• Directions: Extract every line of the material below that contains the string "Could", treating uppercase and lowercase letters as distinct.

[A series of records]

▼

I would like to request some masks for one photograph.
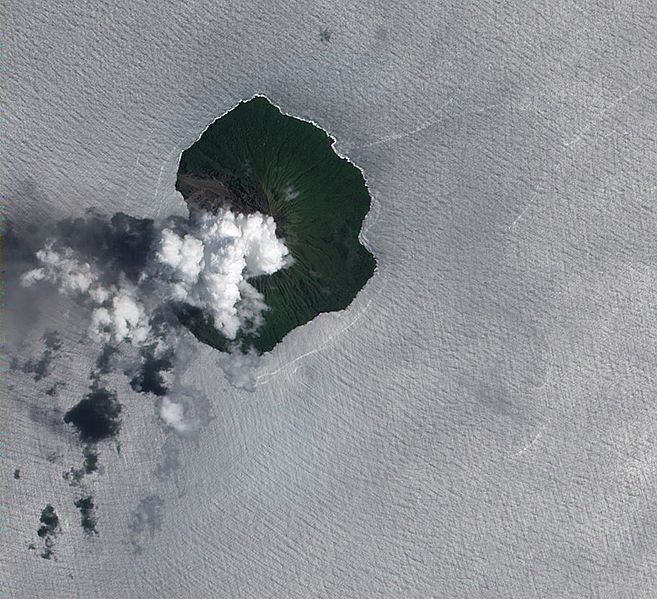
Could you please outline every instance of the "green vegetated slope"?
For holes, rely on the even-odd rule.
[[[319,313],[346,308],[374,273],[374,256],[358,241],[370,196],[359,169],[331,143],[322,129],[257,96],[182,154],[176,188],[190,204],[204,196],[196,206],[272,215],[294,257],[290,267],[251,280],[270,309],[255,334],[239,339],[243,350],[269,351]],[[209,316],[191,308],[179,316],[199,340],[227,348]]]

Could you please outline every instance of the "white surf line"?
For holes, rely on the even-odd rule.
[[[146,140],[148,139],[148,136],[144,137],[143,141],[141,142],[141,145],[139,146],[139,151],[137,152],[137,158],[135,160],[135,163],[132,167],[132,172],[130,173],[130,179],[128,180],[126,184],[126,190],[125,190],[125,197],[123,198],[123,209],[125,210],[127,205],[128,205],[128,196],[130,195],[130,192],[132,191],[132,180],[135,177],[135,173],[137,172],[137,168],[139,167],[140,160],[141,160],[141,153],[144,151],[144,146],[146,145]]]
[[[388,284],[388,281],[384,281],[384,283],[383,283],[381,289],[379,289],[379,290],[377,291],[377,295],[379,295],[379,294],[380,294],[380,293],[386,288],[387,284]],[[363,306],[363,308],[361,308],[361,310],[358,312],[358,314],[356,314],[356,316],[353,318],[353,320],[352,320],[349,324],[345,325],[343,328],[341,328],[341,329],[338,330],[337,332],[333,333],[332,335],[329,335],[329,336],[326,338],[326,340],[325,340],[325,341],[324,341],[319,347],[316,347],[315,349],[312,349],[312,350],[310,350],[309,352],[306,352],[305,354],[301,354],[300,356],[297,356],[296,358],[290,360],[289,362],[286,362],[286,363],[283,364],[282,366],[279,366],[279,367],[278,367],[276,370],[274,370],[273,372],[265,372],[265,373],[263,373],[263,374],[259,374],[259,375],[257,376],[257,378],[256,378],[255,386],[256,386],[256,387],[259,387],[260,385],[265,384],[268,380],[270,380],[271,378],[275,377],[277,374],[279,374],[280,372],[282,372],[283,370],[285,370],[285,369],[288,368],[289,366],[292,366],[293,364],[296,364],[296,363],[299,362],[300,360],[303,360],[304,358],[306,358],[306,357],[308,357],[308,356],[312,356],[313,354],[316,354],[316,353],[318,353],[318,352],[323,351],[324,349],[326,349],[326,348],[328,347],[328,345],[329,345],[329,344],[330,344],[330,343],[331,343],[336,337],[338,337],[338,336],[342,335],[344,332],[348,331],[352,326],[354,326],[354,325],[360,320],[361,316],[363,316],[363,314],[365,314],[365,312],[367,312],[367,310],[369,309],[370,304],[372,303],[373,300],[374,300],[374,297],[371,297],[371,298],[367,301],[367,303],[365,304],[365,306]],[[330,313],[329,313],[329,314],[330,314]],[[310,322],[312,322],[312,321],[310,321]],[[308,322],[307,324],[310,324],[310,322]],[[305,325],[304,325],[304,326],[305,326]],[[299,366],[300,366],[300,365],[299,365]],[[292,372],[291,372],[290,374],[295,373],[295,372],[298,370],[299,366],[297,366],[297,368],[295,368],[294,370],[292,370]],[[264,381],[261,380],[261,379],[263,379],[263,378],[265,379]]]

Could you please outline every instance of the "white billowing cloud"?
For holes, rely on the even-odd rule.
[[[272,274],[290,261],[271,216],[230,210],[196,215],[184,235],[164,229],[156,257],[171,298],[210,313],[228,339],[243,326],[252,330],[261,324],[264,297],[248,279]]]
[[[105,343],[146,343],[151,327],[144,306],[126,289],[119,289],[114,294],[107,292],[107,295],[108,299],[111,296],[111,302],[106,301],[108,305],[96,308],[91,314],[91,336]]]
[[[182,404],[171,401],[168,397],[162,398],[160,418],[177,433],[190,432],[197,424],[195,420],[185,418],[185,408]]]
[[[89,263],[78,258],[69,247],[54,249],[49,243],[36,253],[41,266],[21,277],[29,287],[38,281],[56,285],[61,293],[79,295],[97,307],[91,314],[91,337],[115,344],[130,341],[145,343],[150,325],[144,306],[135,298],[135,291],[123,284],[103,287]]]
[[[92,265],[70,247],[55,247],[53,241],[36,258],[39,267],[26,272],[21,283],[47,281],[61,293],[81,296],[92,306],[90,336],[115,345],[152,344],[156,336],[147,306],[152,311],[169,300],[211,314],[228,339],[235,339],[240,329],[254,332],[262,325],[267,305],[248,280],[272,274],[291,261],[271,216],[230,210],[197,213],[178,230],[162,229],[148,276],[142,273],[136,285],[121,273],[103,273],[115,282],[101,284]],[[155,294],[152,286],[146,290],[148,279],[156,283]]]
[[[71,248],[57,251],[49,243],[36,257],[41,266],[21,276],[21,284],[25,287],[45,280],[57,285],[62,293],[86,293],[96,282],[97,276],[91,266],[78,260]]]

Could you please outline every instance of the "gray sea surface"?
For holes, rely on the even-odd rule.
[[[5,596],[657,595],[653,4],[8,0],[3,40],[26,245],[89,208],[184,215],[181,151],[263,93],[364,170],[378,261],[254,392],[183,339],[193,435],[108,375],[120,452],[79,488],[62,415],[96,350],[74,302],[8,288]],[[23,267],[5,257],[8,285]]]

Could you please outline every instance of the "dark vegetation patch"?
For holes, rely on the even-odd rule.
[[[374,273],[374,256],[359,240],[369,192],[361,171],[332,143],[319,127],[258,96],[216,120],[182,153],[176,189],[190,210],[269,214],[294,258],[250,281],[269,310],[260,329],[238,334],[242,351],[269,351],[318,314],[343,310]],[[183,305],[177,316],[203,343],[228,349],[209,315]]]
[[[120,414],[121,404],[116,393],[92,387],[80,403],[66,412],[64,422],[75,426],[83,443],[95,443],[119,432]]]

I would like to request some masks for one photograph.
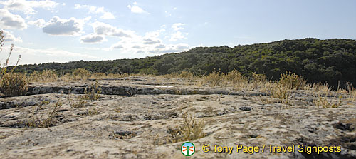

▲

• Output of the task:
Could you please outline every instance of the "green vegetated slope"?
Could you please outline every instance of the "white surf line"?
Could you please outline every instance of the "white billowing cloud"?
Could you please outline every instance of the "gray sea surface"?
Could you please outline every instance of the "dark vegetation patch"?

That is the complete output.